*Problem description*. In this exercise, every entry below is to be reproduced word for word.

*Given records*.
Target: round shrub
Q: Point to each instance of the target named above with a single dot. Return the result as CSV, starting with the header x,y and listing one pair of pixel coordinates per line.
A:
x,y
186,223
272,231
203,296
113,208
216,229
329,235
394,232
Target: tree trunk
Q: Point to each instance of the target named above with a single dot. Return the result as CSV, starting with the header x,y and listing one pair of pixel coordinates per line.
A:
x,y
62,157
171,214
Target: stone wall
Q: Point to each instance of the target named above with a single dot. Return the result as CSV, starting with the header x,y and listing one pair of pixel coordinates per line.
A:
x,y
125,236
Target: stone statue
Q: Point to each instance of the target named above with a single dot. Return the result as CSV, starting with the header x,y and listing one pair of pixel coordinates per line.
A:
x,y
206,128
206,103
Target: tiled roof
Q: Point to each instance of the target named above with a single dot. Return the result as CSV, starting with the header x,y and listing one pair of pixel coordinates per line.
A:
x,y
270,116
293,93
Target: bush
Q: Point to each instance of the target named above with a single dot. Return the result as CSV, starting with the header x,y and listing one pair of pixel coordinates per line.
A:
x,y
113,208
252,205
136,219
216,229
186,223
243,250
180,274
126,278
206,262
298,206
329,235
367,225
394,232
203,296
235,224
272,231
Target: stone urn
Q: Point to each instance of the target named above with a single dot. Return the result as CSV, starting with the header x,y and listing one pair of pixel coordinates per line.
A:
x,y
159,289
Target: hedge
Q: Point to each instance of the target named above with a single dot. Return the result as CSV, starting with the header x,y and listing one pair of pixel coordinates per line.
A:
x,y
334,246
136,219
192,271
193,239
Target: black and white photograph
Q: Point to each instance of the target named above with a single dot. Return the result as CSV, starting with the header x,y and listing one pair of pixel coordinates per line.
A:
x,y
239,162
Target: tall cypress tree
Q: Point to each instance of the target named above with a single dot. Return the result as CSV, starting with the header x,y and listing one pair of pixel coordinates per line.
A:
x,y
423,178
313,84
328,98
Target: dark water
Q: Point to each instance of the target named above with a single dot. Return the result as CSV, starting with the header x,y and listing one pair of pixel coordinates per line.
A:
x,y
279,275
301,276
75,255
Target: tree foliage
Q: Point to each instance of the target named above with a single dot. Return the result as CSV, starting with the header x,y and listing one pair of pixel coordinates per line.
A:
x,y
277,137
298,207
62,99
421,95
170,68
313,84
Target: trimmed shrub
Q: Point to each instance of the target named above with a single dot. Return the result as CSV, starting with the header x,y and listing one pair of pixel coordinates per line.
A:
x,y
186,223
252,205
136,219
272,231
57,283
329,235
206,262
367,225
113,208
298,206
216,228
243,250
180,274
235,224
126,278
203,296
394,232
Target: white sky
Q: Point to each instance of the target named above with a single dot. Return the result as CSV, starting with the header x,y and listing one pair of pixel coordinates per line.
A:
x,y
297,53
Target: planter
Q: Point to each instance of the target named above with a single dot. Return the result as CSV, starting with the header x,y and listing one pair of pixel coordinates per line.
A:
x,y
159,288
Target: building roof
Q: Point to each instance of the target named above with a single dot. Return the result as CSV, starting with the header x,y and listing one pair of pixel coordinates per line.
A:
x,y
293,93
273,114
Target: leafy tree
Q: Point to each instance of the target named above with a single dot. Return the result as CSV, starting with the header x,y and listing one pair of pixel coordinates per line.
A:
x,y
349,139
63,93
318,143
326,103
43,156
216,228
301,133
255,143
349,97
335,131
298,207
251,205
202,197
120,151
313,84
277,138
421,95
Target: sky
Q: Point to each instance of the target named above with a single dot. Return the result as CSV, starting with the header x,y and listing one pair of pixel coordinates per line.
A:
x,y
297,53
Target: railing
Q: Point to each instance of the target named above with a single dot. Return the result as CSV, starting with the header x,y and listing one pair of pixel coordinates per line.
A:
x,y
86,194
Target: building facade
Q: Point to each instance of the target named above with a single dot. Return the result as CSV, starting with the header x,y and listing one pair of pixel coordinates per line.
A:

*Result*.
Target: round shrub
Q: Point to each instance of the target named above with a single dot. Return the result as CSV, starting with the header x,y and listing one pair of pixel coordinates per line.
A:
x,y
186,223
272,231
203,296
113,208
216,229
329,235
394,232
Target: tree trunk
Q: Point to each instance of the target named above with a single dot. Return the result as CSV, starting with the header x,y and listing one pair of pixel coordinates per line.
A:
x,y
62,157
171,214
Target: stone wall
Q: Point to each instance of the target named above with a single dot. Return the result as CSV, starting with the header x,y and listing one pair of pixel coordinates per line.
A:
x,y
125,236
Target: stone statue
Q: Point to each instance of the target named above with a single dot. Return the result as CSV, starting with the header x,y and listing one pair of pixel coordinates per line.
A:
x,y
206,128
206,103
Target: tiled roof
Q: Point to each instance of the target named above with a single dot. Return the result as CSV, starting with the header x,y and listing one pair of pixel coordinates per line.
A:
x,y
270,116
293,93
Target: bush
Q: Point to each instance of the target named above with a single dot. Return the result as CSV, starting with the header x,y and listing one pair of pixel coordinates per line.
A:
x,y
113,208
252,205
136,219
216,229
186,223
243,250
180,274
126,278
206,262
298,206
329,235
367,225
394,232
203,296
235,224
272,231
Target: stone urn
Q: Point to each instance of the target named above with a single dot. Return the result as CSV, starting with the header x,y and listing one pair of pixel coordinates per line.
A:
x,y
159,289
Target: hedge
Q: Point to each instance of the target named above with a single dot. Return the result as CSV, starting with the header x,y and listing one pair of pixel coordinates per line.
A:
x,y
334,246
136,219
192,271
193,239
Target: black and white photograph
Q: Point to each instance of the target named above with a single dot. Return the result as CSV, starting with the header x,y and listing one pair of pixel coordinates per line.
A:
x,y
239,162
Target: tall cypress tree
Q: Point to each instance of the target named above with a single dot. Return the result as CSV, starting with the header x,y and listing one pair of pixel coordinates per line.
A:
x,y
423,178
313,84
328,98
Target: dark water
Q: Point to each instance of the target named above with a single dot. Return the result as CSV, starting with the header x,y and listing one pair of pixel coordinates per line.
A:
x,y
279,275
301,276
75,255
Target: tree foliage
Q: Point to each instance of the target named above with a single dot. Return the result as CSV, starting with the header x,y and listing one pair of pixel coordinates per line.
A:
x,y
277,137
298,207
62,99
421,95
170,68
313,84
Target: trimmed shrub
Q: Point to each instance of the target named above with a single dot. Return the result as CSV, starting with the header x,y and listing one pair of pixel coordinates per line.
A:
x,y
186,223
252,205
136,219
272,231
57,283
329,235
206,262
367,225
113,208
298,206
216,228
243,250
180,274
235,224
126,278
203,296
394,232
Target: white sky
Q: Point to each instance of the target named above with a single dot. Return the result as CSV, starting with the header x,y and listing one pair of pixel coordinates per line.
A:
x,y
297,53
Target: planter
Q: Point to each instance of the target named above with a single dot. Return the result as CSV, starting with the header x,y and listing one pair of pixel coordinates per line.
A:
x,y
159,288
Target: building roof
Q: Point to each instance of the target named above with a single dot. Return the result as CSV, starting with the header x,y and listing one pair of pixel coordinates per line.
A:
x,y
293,93
273,114
Target: leafy tree
Q: Point to each instance of the target named above with a single dot. Return the result as CSV, starting with the header x,y and listing one pair of pixel coordinates per line.
A:
x,y
349,139
63,93
318,143
326,103
43,156
216,228
301,133
255,143
349,97
335,131
298,207
251,205
202,197
120,151
313,84
277,138
421,95
Target: sky
Q: Point to each instance of the target named above with a single dot. Return the result as CSV, starting with the header x,y and listing one pair of pixel coordinates per line.
A:
x,y
297,53
Target: railing
Q: Point to each instance of the target named above with a single dot. Return the result as CSV, starting with the header x,y and listing one pair of pixel coordinates per line.
A:
x,y
86,194
Target: building facade
Q: Point to each instance of the target named above with a single dot. Return the result as CSV, starting with the header x,y and listing one pair of pixel coordinates per line.
A:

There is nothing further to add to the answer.